▸ Extrait source:
● ● ● ● ●
A moins de trois mois du premier tour... : le XVème forum d'Ipsos
Afin de situer le contexte dans lequel nous nous trouvons à trois mois du scrutin, Pierre Giacometti ouvre ce forum en rappelant l'évolution des enquêtes d'intentions de vote de 2002. Constatant qu'il se passe "beaucoup, beaucoup de choses" jusqu'au tout dernier moment, cf. notamment les évolutions brutales d'avril 2002, il incite à la prudence quant à l'interprétation des variations mesurées actuellement, que ce soit le "trou d'air" de Ségolène Royal ou la "percée" de François Bayrou.
Sur la durée, on relève la force et la stabilité des soutiens de Nicolas Sarkozy, supérieurs à 30% d'intentions de vote. On constate par ailleurs que le niveau actuel mesuré pour Ségolène Royal, retombé sous la barre des 30%, est équivalent à celui mesuré il y a presque un an. La dégradation de ces dernières semaines peut ainsi s'interpréter comme un retour à la norme, ou à la réalité électorale du Parti Socialiste, après une phase atypique qui a démarré avec la campagne interne pour l'investiture. Les 26% mesurés actuellement restent au-dessus des scores obtenus par Lionel Jospin aux présidentielles de 1995 et 2002, ou des 22% d'intentions de vote dont le Premier ministre était crédité en janvier 2002. Plus loin, Jean-Marie Le Pen et François Bayrou se disputent la troisième place (11% sur la dernière vague). Si aujourd'hui François Bayrou est également très au-dessus de son score de 2002, il se rapproche du niveau de l'UDF aux Européennes de 2004 (12%), ce qui n'est pas là non plus totalement illogique.
A ce stade, l'évènement marquant de la série d'intentions de vote réalisées depuis un an reste donc bel et bien le soutien très élevé à la candidature de Nicolas Sarkozy, bien supérieur aux scores de Jacques Chirac en 1995 ou 2002. Plus globalement, le rapport de force entre les blocs des formations de droite et de gauche reste proche de celui de 1995, largement favorable à la droite.
● ● ● ● ●
▸ Tâches à réaliser:
1. Résumez en deux phrases l'extrait sur les intentions de vote.
2. Reprenez l'extrait sur les intentions de vote après sa dernière phrase et écrivez la suite.
Les enregistrements n'ont aucun rapport avec l'extrait sur les intentions de vote.
● ● ● ● ●
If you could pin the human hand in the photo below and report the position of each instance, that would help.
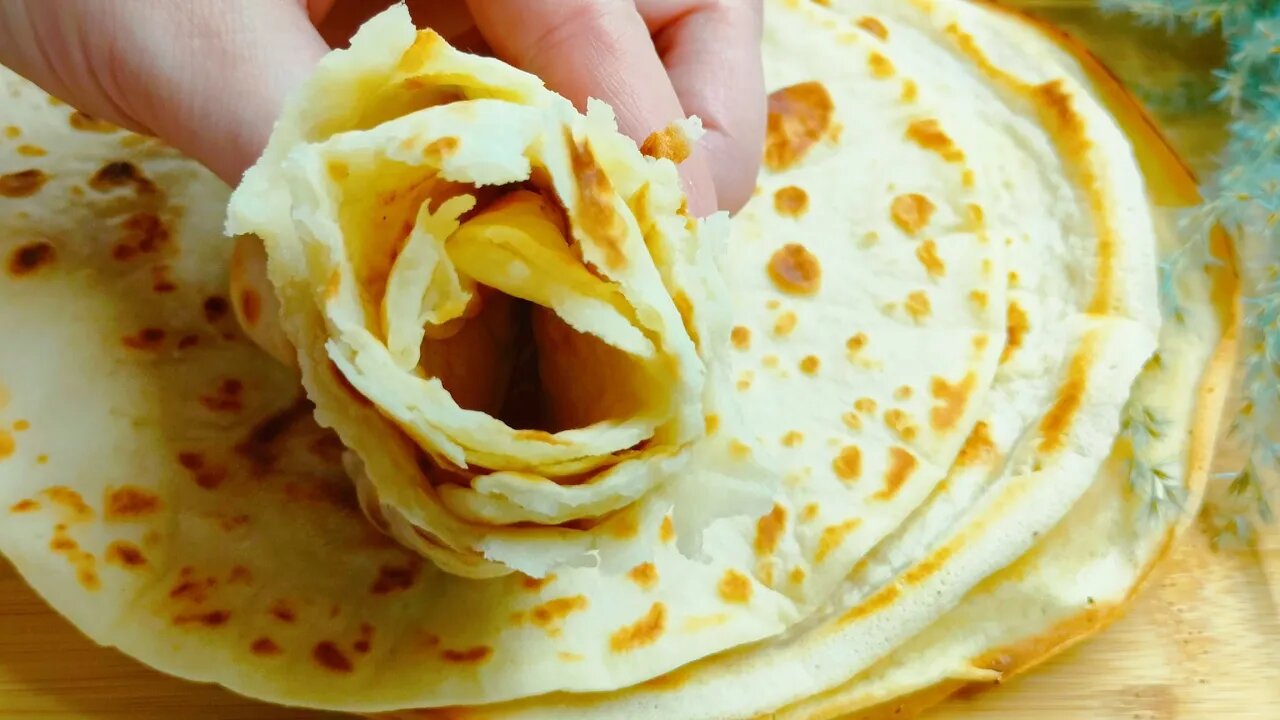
(210, 76)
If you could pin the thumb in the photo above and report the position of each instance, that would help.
(206, 76)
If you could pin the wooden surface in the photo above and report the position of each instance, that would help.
(1202, 642)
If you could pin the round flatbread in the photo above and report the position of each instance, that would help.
(542, 445)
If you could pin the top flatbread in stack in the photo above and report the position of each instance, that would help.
(728, 482)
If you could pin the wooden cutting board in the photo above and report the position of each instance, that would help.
(1202, 642)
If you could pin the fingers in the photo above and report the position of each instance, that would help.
(206, 76)
(712, 53)
(595, 49)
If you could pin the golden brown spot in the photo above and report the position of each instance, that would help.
(23, 183)
(668, 142)
(881, 65)
(129, 502)
(88, 123)
(330, 657)
(929, 136)
(809, 364)
(215, 308)
(264, 647)
(144, 232)
(598, 219)
(977, 217)
(918, 305)
(849, 464)
(928, 256)
(124, 555)
(71, 501)
(791, 201)
(912, 212)
(885, 597)
(667, 531)
(205, 477)
(644, 632)
(394, 578)
(27, 259)
(119, 174)
(644, 575)
(799, 117)
(909, 91)
(833, 536)
(735, 588)
(785, 323)
(900, 423)
(979, 299)
(1070, 396)
(795, 270)
(768, 531)
(901, 464)
(873, 26)
(951, 399)
(1016, 329)
(540, 436)
(551, 614)
(146, 338)
(978, 447)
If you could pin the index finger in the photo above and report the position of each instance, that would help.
(595, 49)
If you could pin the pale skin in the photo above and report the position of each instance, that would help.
(210, 76)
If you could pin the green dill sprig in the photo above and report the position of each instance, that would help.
(1243, 197)
(1162, 493)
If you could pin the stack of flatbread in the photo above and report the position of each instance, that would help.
(476, 420)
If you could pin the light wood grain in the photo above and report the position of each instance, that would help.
(1202, 642)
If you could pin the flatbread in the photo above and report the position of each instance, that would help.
(794, 464)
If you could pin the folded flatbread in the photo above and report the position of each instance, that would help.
(544, 446)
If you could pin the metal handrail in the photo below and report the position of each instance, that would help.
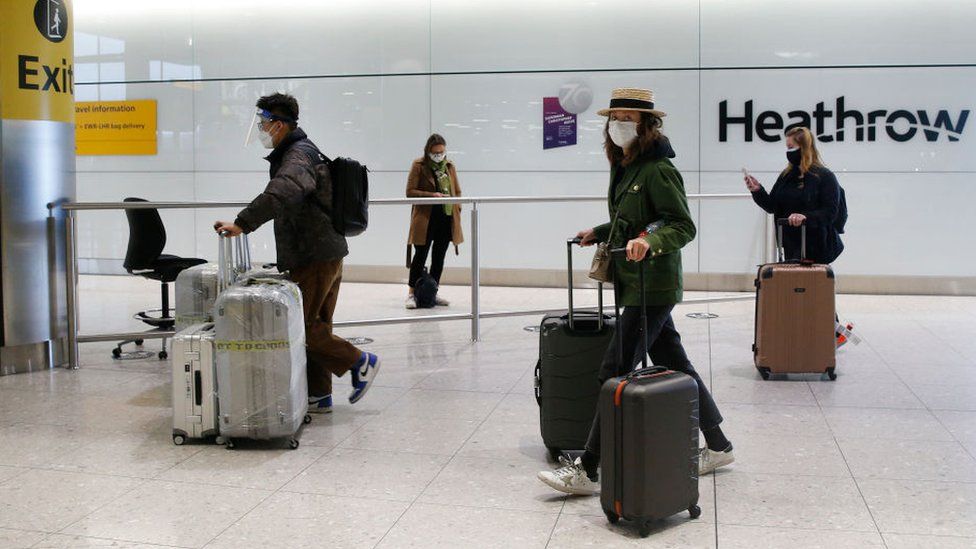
● ● ● ● ●
▸ Résultats dans l'ordre:
1. Pierre Giacometti appelle à la prudence face aux variations mesurées en ce moment, en rappelant les brusques évolutions d'avril 2002. Nicolas Sarkozy garde un soutien fort et stable, au-dessus de 30 %, tandis que Ségolène Royal retombe à 26 %, un niveau proche de celui d'il y a presque un an, et que Jean-Marie Le Pen et François Bayrou se disputent la troisième place avec 11 %.

2.
Invité à réagir sur ce rapport de force électoral, Jack Lang ne se déclare pas surpris de la prégnance particulière des forces conservatrices sur le long terme, élément structurant de la société française, qu'il explique en partie par l'allongement de la durée de vie. Pour autant, "janvier n'est pas avril, et, comme Pierre Giacometti , il rappelle que ce qui est décrit aujourd'hui ne permet pas de pressentir les mouvements de mars-avril. En particulier, il pense que François Bayrou capte actuellement au-delà de la tradition UDF un électorat séduit par un vote de consensus. Il considère qu'une partie des intentions de vote envers François Bayrou résulte d'un choix transitoire, qui pourrait se reporter le moment venu vers l'un ou l'autre des deux principaux candidats si la campagne en venait à porter sur le fond, et donc se radicaliser. Jack Lang croit aussi beaucoup au reflexe "anti-2002", se traduisant par un "vote utile" très fort en faveur des deux principaux candidats, une baisse des suffrages du front national, et une participation très élevée, notamment chez les jeunes.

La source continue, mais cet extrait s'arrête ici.